* Objective
Rewrite the stretch of the PostgreSQL thread below from "On Mon, May" through "ingredients are needed.", putting "restart" wherever "checkpoint" appears.

* Provided passage
On Mon, May 8, 2023 at 7:55 AM Michael Paquier <michael@paquier.xyz> wrote:
>
> On Sun, May 07, 2023 at 10:30:52PM +1200, Thomas Munro wrote:
> > Bug-in-PostgreSQL explanations could include that we forgot it was
> > dirty, or some backend wrote it out to the wrong file; but if we were
> > forgetting something like permanent or dirty, would there be a more
> > systematic failure? Oh, it could require special rare timing if it is
> > similar to 8a8661828's confusion about permanence level or otherwise
> > somehow not setting BM_PERMANENT, but in the target blocks, so I think
> > that'd require a checkpoint AND a crash. It doesn't reproduce for me,
> > but perhaps more unlucky ingredients are needed.
> >
> > Bug-in-OS/FS explanations could include that a whole lot of writes
> > were mysteriously lost in some time window, so all those files still
> > contain the zeroes we write first in smgrextend(). I guess this
> > previously rare (previously limited to hash indexes?) use of sparse
> > file hole-punching could be a factor in an it's-all-ZFS's-fault
> > explanation:
>
> Yes, you would need a bit of all that.

* Data shown
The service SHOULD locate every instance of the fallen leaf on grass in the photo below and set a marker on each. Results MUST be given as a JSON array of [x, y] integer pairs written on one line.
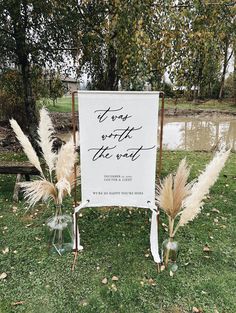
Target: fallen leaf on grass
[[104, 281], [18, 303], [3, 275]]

* Exercise output
On Mon, May 8, 2023 at 7:55 AM Michael Paquier <michael@paquier.xyz> wrote:
>
> On Sun, May 07, 2023 at 10:30:52PM +1200, Thomas Munro wrote:
> > Bug-in-PostgreSQL explanations could include that we forgot it was
> > dirty, or some backend wrote it out to the wrong file; but if we were
> > forgetting something like permanent or dirty, would there be a more
> > systematic failure? Oh, it could require special rare timing if it is
> > similar to 8a8661828's confusion about permanence level or otherwise
> > somehow not setting BM_PERMANENT, but in the target blocks, so I think
> > that'd require a restart AND a crash. It doesn't reproduce for me,
> > but perhaps more unlucky ingredients are needed.